_Objetivos_
a) Transcribe al pie de la letra el fragmento del texto sobre la oración en la vejez que va desde "Para el primero" hasta "buena forma física.".
b) Redacta la parte que sigue del texto sobre la oración en la vejez, retomándolo justo después de su última oración.

_Texto de referencia_
============
Nuestra búsqueda debería extenderse también a los Padres apostólicos, tales como Ignacio y Policarpo, así como a los Padres del desierto y a los grandes orantes de todos los siglos. Pero, obviamente, no es posible hacer aquí tal recorrido analítico y, por tanto, me limitaré a algunas reflexiones generales, para lo que me dejaré ayudar por el testimonio de algún compañero aún más anciano que yo mismo. Quisiera preguntarme cuáles podrían ser las características más positivas en la oración de un anciano.
De aquí podrán emerger, o eso espero, tres aspectos: una insistencia en la oración de agradecimiento; una mirada de carácter sintético sobre la propia vida y experiencia; y, en fin, una forma de oración más contemplativa y afectiva, así como un predominio de la oración vocal sobre la mental.
Para el primero de estos tres puntos me remito el testimonio de un compañero, como ya he dicho:
Respecto a los contenidos de mi oración, en estos años de vejez –y tengo 85 años– debo destacar la oración de agradecimiento. Hay principalmente dos motivos para dar gracias a Dios: ante todo por haberme concedido un tiempo para poder dedicarme (casi a tiempo completo) para prepararme para la muerte. Eso no es algo que se les conceda a todos. En segundo lugar, por haberme mantenido hasta ahora en el pleno dominio de mi capacidad mental y también en una buena forma física.
Cuando no existe este vigor físico y/o mental, en cambio, la oración se coloreará sobre todo de paciencia y de abandono en las manos de Dios, tomando como ejemplo al propio Jesús, que muere diciendo: «Padre, en tus manos encomiendo mi espíritu» (Lc 23,46). Los salmos nos enseñan a rezar: «Tú salvas a los que buscan en tu diestra un refugio contra quienes les atacan» (Sal 16,7); «En tus manos, Señor, encomiendo mi espíritu: tú, el Dios leal, me librarás» (Sal 30,6); «Lo salvaré, porque a mí se ha encomendado» (Sal 90,14).
Quien ha alcanzado una cierta edad está en condiciones de tener una cierta mirada sintética sobre su propia vida, reconociendo los dones de Dios, incluso aquellos que le han llegado por medio de sufrimientos inevitables. Estamos invitados, por tanto, a una lectura sapiencial de nuestra historia y de la historia del mundo. ¡Dichosos quienes logran leer su vida como un regalo de Dios, quienes no se dejan llevar por juicios negativos sobre los tiempos presentes en comparación con los pasados!
============
_Extracto de datos_
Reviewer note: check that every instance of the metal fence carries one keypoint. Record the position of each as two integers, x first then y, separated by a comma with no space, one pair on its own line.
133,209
============
_Las respuestas_
a)
Para el primero de estos tres puntos me remito el testimonio de un compañero, como ya he dicho:
Respecto a los contenidos de mi oración, en estos años de vejez –y tengo 85 años– debo destacar la oración de agradecimiento. Hay principalmente dos motivos para dar gracias a Dios: ante todo por haberme concedido un tiempo para poder dedicarme (casi a tiempo completo) para prepararme para la muerte. Eso no es algo que se les conceda a todos. En segundo lugar, por haberme mantenido hasta ahora en el pleno dominio de mi capacidad mental y también en una buena forma física.

b)
La tercera característica de la oración del anciano debería ser, según ha quedado dicho, un crecimiento de la oración vocal (y, por tanto, una disminución de la mental) junto a la simple contemplación, expresada con medios muy pobres. La oración mental disminuye a causa de la menor capacidad de concentración del anciano. Pero al mismo tiempo debe aumentar la oración vocal. Aunque algo adormecida o despistada, la oración vocal es, en todo caso, un medio para acercarnos al Dios vivo.
Lo ideal sería llegar a contemplar, muy sencillamente, al Dios que nos mira: contemplarlo con amor o, más bien, pensar en Jesús como en alguien que tiene necesidad de nosotros para hacer plena su alabanza al Padre. Para ello, el Espíritu Santo será nuestro maestro interior. Y a nosotros solo nos quedará seguirlo con docilidad.
CARLO MARIA MARTINI
Gallarate, septiembre de 2009
Parte primera
APRENDER A REZAR
EN LA ORACIÓN
Deseo recorrer junto con vosotros un itinerario de oración de la mano del evangelio de Lucas. Y es que Lucas es el evangelista que más nos habla de la oración: escribe sobre la oración que Jesús recitaba al amanecer, en un lugar desierto (4,42), o la que dirigía al Padre por la noche, en la montaña (6,12), o aquella con la que rezó durante su propio bautismo (3,21). El evangelio de Lucas habla también de nuestra propia oración: cuenta la parábola del amigo inoportuno (11,5-8), aquella de la viuda y el juez deshonesto (18,1-8), y con ello nos dice que es necesario rezar siempre, sin cansarse.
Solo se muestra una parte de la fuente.